__Records for this exercise__.
++++++++

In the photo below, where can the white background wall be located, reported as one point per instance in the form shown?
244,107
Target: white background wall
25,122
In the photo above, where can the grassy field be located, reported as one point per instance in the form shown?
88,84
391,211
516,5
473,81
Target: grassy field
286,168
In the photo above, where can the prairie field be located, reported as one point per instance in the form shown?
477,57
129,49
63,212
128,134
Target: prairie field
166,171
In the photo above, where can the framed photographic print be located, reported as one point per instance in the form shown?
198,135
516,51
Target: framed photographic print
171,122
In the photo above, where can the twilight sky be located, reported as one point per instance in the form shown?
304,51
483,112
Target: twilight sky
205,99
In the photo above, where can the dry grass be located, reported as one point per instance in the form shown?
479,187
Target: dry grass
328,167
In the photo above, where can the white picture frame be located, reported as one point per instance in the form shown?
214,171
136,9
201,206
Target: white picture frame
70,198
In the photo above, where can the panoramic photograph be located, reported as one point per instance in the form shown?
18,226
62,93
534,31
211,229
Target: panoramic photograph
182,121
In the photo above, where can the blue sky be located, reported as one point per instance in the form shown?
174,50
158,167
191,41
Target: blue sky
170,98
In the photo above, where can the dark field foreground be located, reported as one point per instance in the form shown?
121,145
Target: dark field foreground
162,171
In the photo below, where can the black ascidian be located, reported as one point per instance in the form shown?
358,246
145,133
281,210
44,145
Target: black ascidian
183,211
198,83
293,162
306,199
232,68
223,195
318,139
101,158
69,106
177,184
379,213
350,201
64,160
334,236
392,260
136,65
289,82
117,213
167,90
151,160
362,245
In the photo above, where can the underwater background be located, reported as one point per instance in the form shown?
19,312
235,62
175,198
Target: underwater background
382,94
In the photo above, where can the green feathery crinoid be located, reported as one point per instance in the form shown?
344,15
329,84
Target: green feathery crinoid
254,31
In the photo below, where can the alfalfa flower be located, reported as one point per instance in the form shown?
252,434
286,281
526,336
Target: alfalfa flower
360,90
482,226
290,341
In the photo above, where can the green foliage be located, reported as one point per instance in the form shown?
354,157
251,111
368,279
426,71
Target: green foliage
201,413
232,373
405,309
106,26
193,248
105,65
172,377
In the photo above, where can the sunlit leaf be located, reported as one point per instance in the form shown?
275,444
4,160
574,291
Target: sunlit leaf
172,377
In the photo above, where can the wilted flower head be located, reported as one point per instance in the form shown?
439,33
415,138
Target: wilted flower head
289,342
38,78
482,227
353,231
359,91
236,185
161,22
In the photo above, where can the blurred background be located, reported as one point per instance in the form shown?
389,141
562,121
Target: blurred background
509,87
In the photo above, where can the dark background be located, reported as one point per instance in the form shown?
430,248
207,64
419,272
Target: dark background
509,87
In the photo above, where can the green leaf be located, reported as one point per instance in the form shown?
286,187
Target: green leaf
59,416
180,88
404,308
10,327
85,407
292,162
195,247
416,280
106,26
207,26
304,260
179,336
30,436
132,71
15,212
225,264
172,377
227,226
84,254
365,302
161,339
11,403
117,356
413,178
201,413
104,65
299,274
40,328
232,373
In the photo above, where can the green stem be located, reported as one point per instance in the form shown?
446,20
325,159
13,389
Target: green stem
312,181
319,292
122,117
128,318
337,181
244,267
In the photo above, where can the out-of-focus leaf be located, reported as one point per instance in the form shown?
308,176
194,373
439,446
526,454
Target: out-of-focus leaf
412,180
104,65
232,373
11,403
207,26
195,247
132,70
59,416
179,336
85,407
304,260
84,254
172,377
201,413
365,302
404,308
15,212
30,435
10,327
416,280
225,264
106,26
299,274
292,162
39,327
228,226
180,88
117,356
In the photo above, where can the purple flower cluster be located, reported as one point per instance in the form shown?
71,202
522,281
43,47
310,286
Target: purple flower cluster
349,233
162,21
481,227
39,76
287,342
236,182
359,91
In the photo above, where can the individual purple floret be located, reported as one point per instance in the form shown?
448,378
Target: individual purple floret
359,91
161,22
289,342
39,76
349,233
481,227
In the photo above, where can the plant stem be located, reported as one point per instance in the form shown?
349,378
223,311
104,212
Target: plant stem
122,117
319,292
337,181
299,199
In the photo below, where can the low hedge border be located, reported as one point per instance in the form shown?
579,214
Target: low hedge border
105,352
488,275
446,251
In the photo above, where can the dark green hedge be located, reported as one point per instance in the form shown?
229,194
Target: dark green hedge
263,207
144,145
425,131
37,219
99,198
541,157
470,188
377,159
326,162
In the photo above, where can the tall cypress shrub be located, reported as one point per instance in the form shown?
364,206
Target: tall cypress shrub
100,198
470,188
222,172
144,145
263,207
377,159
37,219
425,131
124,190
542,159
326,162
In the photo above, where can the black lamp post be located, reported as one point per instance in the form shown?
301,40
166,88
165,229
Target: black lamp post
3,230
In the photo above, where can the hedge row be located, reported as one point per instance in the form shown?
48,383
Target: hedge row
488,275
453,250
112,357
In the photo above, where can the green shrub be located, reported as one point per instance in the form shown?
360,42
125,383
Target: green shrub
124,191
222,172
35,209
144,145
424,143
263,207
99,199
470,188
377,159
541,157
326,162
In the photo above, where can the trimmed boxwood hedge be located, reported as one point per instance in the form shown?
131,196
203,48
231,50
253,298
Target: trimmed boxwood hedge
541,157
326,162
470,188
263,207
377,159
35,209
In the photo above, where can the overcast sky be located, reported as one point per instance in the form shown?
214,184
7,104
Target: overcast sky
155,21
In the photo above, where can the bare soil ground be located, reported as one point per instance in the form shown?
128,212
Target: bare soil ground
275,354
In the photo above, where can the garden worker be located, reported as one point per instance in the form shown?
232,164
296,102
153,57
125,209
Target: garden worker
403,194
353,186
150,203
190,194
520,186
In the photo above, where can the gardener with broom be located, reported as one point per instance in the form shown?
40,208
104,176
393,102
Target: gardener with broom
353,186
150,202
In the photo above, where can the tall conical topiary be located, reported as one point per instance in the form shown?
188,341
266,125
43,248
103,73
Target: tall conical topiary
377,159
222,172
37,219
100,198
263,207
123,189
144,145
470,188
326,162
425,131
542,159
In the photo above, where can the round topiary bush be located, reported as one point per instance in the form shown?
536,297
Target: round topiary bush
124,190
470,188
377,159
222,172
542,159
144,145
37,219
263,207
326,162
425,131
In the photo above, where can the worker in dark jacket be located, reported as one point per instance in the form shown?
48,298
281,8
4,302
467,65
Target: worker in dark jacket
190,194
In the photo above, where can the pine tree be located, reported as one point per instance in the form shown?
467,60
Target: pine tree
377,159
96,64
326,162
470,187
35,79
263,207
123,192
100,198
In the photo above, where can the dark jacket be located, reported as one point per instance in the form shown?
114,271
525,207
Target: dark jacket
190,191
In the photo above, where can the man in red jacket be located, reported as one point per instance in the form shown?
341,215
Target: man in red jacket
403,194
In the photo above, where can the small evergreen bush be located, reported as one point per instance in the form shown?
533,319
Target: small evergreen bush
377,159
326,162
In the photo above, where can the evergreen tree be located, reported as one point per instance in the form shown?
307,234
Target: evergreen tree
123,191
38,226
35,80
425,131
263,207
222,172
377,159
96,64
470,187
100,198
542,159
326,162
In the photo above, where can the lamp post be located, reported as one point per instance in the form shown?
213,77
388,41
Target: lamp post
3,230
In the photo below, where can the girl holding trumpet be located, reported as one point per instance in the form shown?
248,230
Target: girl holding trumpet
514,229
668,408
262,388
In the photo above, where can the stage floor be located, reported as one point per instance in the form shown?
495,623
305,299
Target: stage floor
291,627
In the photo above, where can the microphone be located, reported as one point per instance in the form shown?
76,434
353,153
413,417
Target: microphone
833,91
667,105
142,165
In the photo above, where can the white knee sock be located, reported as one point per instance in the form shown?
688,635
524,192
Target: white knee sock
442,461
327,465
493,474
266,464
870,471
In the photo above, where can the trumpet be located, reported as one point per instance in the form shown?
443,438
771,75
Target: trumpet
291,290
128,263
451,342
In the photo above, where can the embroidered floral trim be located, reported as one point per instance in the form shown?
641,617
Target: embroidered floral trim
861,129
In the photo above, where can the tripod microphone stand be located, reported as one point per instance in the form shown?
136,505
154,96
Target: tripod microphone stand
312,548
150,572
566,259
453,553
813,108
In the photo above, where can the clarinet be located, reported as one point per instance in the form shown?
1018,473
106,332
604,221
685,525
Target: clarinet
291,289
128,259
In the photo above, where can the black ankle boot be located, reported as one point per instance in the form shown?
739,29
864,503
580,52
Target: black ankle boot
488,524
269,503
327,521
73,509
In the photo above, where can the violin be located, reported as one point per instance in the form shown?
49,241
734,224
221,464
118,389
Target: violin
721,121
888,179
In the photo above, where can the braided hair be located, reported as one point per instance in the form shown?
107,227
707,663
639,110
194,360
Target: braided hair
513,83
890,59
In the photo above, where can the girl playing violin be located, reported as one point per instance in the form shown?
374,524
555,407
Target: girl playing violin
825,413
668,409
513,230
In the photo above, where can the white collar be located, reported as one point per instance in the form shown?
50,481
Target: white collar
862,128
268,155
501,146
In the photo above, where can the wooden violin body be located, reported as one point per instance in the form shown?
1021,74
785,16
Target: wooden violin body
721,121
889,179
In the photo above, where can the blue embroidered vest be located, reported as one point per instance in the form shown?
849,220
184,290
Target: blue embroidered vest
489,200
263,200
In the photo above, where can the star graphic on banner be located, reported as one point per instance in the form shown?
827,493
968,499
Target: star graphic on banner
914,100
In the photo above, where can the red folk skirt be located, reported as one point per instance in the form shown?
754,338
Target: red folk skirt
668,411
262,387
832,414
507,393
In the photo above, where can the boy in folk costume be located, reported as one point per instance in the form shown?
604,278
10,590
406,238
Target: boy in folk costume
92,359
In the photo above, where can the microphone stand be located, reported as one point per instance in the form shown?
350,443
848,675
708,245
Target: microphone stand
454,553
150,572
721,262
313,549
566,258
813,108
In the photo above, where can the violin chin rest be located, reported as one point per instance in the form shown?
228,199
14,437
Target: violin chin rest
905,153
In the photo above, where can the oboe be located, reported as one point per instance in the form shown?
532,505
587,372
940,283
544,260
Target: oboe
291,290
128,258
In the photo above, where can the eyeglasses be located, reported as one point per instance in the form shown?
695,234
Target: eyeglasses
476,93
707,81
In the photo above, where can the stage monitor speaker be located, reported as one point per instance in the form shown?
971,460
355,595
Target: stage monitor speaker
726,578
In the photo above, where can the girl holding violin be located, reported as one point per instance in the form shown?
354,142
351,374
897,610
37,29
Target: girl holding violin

++++++++

__Goal of the exercise__. From the entries above, pull out each line that includes "below".

__Reply to the task__.
In the photo below, where can the white background wall be located, reported as one point per instance in the form shown?
In the photo below, where can the black ascidian be located, reported as one point per instance in the form shown?
In the photo below, where can the alfalfa flower be located, reported as one point per instance in the form shown?
In the photo below, where can the low hedge border be located, reported as one point per instance in the form shown?
In the photo below, where can the girl holding trumpet be located, reported as one point per instance in the form shown?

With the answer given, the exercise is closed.